● RECORDS PROVIDED
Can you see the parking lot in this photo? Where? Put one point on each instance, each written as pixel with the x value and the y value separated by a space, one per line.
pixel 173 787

--

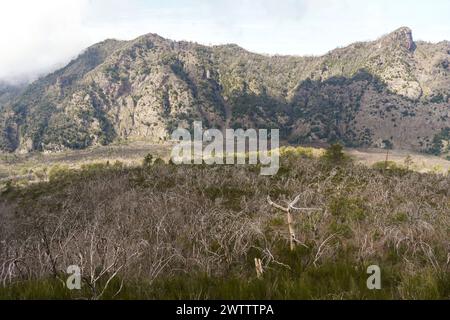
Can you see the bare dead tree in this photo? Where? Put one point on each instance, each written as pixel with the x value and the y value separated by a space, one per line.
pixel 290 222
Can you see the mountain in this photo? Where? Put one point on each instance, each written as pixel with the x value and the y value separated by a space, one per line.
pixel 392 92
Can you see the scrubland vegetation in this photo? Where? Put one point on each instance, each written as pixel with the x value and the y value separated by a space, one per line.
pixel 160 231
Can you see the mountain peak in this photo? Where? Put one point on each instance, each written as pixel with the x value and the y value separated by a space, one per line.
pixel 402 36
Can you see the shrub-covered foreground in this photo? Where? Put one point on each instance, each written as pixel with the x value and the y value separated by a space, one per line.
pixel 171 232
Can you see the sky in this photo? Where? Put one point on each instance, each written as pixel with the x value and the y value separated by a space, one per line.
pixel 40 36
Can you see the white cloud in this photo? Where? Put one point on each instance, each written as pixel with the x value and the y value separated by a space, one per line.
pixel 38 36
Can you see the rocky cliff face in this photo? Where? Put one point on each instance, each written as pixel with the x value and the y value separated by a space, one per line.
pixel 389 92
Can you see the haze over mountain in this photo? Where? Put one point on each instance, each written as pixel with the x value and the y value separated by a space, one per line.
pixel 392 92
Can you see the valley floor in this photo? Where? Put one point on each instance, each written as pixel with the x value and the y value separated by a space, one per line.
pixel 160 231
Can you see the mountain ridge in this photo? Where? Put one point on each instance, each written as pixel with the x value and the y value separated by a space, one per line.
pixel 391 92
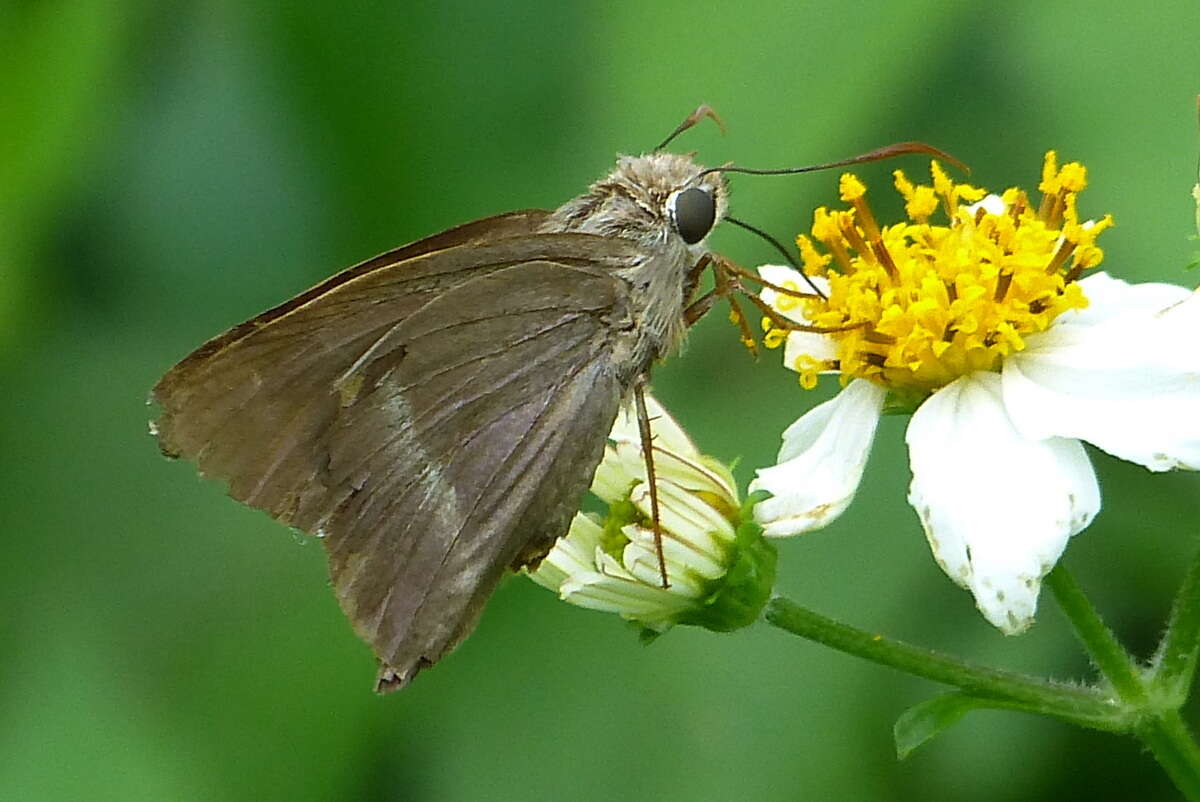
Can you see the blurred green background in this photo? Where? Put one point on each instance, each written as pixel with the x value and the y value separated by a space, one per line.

● WHAT IS BEING ASKED
Output should consist of the lines above from the one with "Can you see the rocky" down to the one with "Can you see the blurred", exact and without pictures.

● SOLUTION TO THIS TASK
Can you see the rocky cliff face in this photo? Where? Put one point on each instance, each written as pixel with the x value and the y value separated by a space, one per line.
pixel 389 92
Can you see the haze over mountain in this photo? Where? Put one point on each instance, each written as pixel with the x value and the y value separated by a space, one per line.
pixel 392 92
Can you see the valley floor in this photo? Where? Put one point on each instance, each written as pixel with the x value and the y value separated by a space, one per line.
pixel 160 231
Can you see the mountain ridge in this photo? Where? Put one point on each instance, each written as pixel with the x value and the y value separated by a space, one per line.
pixel 391 92
Can you see the blurred green background in this photo? Where? Put one point on each instance, each written as pixel with the x value and the y value separated by a space, one per line.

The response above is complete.